:: What to do ::
- a) From the business and human rights talk, repeat everything from "The very first" down to "mandate since 2005.".
- b) In the business and human rights talk, what name did the speaker give his approach to the mandate?
- c) Write the next part of the business and human rights talk, picking up right after its last sentence.

━━━━━ Source excerpt ━━━━━

We are doing this together with the International Finance Corporation, and the International Bar Association is also engaged. Hopefully, it will be up and running, at least the beta version, by early next year, and it will become a permanent feature of the remedy landscape.

I'm sorry I've gone on for a long time.

The very first time I ever made any remarks on this mandate I was asked to describe my approach to this, and I called it principled pragmatism. It is driven by principle, the principle that we need to strengthen the human rights regime to better respond to corporate-related human rights challenges and respond more effectively to the needs of victims. But it is utterly pragmatic in how to get from here to there. The determinant for choosing alternative paths is which ones provide the best mix of effectiveness and feasibility. That is what we have been trying to do with this mandate since 2005.

Questions and AnswersDEVIN STEWART: Thank you so much, John. That's fantastic. I think we just witnessed a classic business and human rights lecture right here at the Carnegie Council. Thank you very much, Professor Ruggie.

I don't know if you got into the bilateral investment treaties themselves, but we have an event happening next week, a political event. The presidential election is coming up.

━━━━━ Stored rows ━━━━━

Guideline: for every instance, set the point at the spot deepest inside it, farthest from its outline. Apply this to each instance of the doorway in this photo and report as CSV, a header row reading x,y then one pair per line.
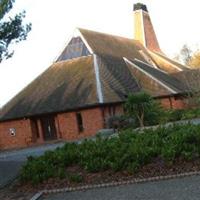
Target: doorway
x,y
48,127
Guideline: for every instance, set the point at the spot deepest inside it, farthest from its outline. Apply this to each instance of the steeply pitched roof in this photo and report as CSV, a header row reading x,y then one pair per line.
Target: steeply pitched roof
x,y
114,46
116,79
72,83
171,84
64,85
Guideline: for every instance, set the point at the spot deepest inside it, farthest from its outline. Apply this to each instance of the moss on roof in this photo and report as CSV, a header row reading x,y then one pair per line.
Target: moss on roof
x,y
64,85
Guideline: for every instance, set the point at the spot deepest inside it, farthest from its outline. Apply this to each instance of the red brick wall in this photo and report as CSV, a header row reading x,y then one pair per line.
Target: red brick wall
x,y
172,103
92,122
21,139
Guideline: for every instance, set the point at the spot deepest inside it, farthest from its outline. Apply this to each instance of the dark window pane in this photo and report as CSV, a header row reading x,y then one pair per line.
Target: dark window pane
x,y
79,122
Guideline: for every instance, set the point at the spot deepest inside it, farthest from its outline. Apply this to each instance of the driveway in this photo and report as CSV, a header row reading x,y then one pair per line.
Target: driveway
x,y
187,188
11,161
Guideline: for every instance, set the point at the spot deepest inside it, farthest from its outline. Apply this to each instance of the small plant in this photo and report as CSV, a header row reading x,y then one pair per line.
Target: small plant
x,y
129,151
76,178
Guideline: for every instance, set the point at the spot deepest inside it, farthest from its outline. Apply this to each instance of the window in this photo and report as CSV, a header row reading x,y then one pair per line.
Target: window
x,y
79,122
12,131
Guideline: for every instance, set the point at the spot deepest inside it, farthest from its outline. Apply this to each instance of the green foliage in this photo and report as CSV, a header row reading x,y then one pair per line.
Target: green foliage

━━━━━

:: Final answers ::
- a)
The very first time I ever made any remarks on this mandate I was asked to describe my approach to this, and I called it principled pragmatism. It is driven by principle, the principle that we need to strengthen the human rights regime to better respond to corporate-related human rights challenges and respond more effectively to the needs of victims. But it is utterly pragmatic in how to get from here to there. The determinant for choosing alternative paths is which ones provide the best mix of effectiveness and feasibility. That is what we have been trying to do with this mandate since 2005.

- b) Principled pragmatism.

- c)
JOHN RUGGIE: Yes, I heard about that.

DEVIN STEWART: There could be a new regime coming up in the United States that might look at free trade agreements, economic partnership agreements, and bilateral investment treaties.

Does your work apply to those types of policy instruments and do you have advice for the next administration?

JOHN RUGGIE: You know, UN special representatives aren't in the business of advising presidential candidates, although we get to send checks.

I would expect on the trade side, obviously, given everything that has happened, the notion of fair trade, as opposed to free trade, will become more dominant, if you will, although we need to be careful that we don't slip over into a protectionist mode, which the Congress is perfectly capable of doing—they have done it in the past. One of my main concerns there would be not to hurt the development chances of developing countries. But there is no doubt in my mind that something resembling what has been described as fair trade will become more prevalent going forward, both in terms of bilateral trade agreements and also at the multilateral level.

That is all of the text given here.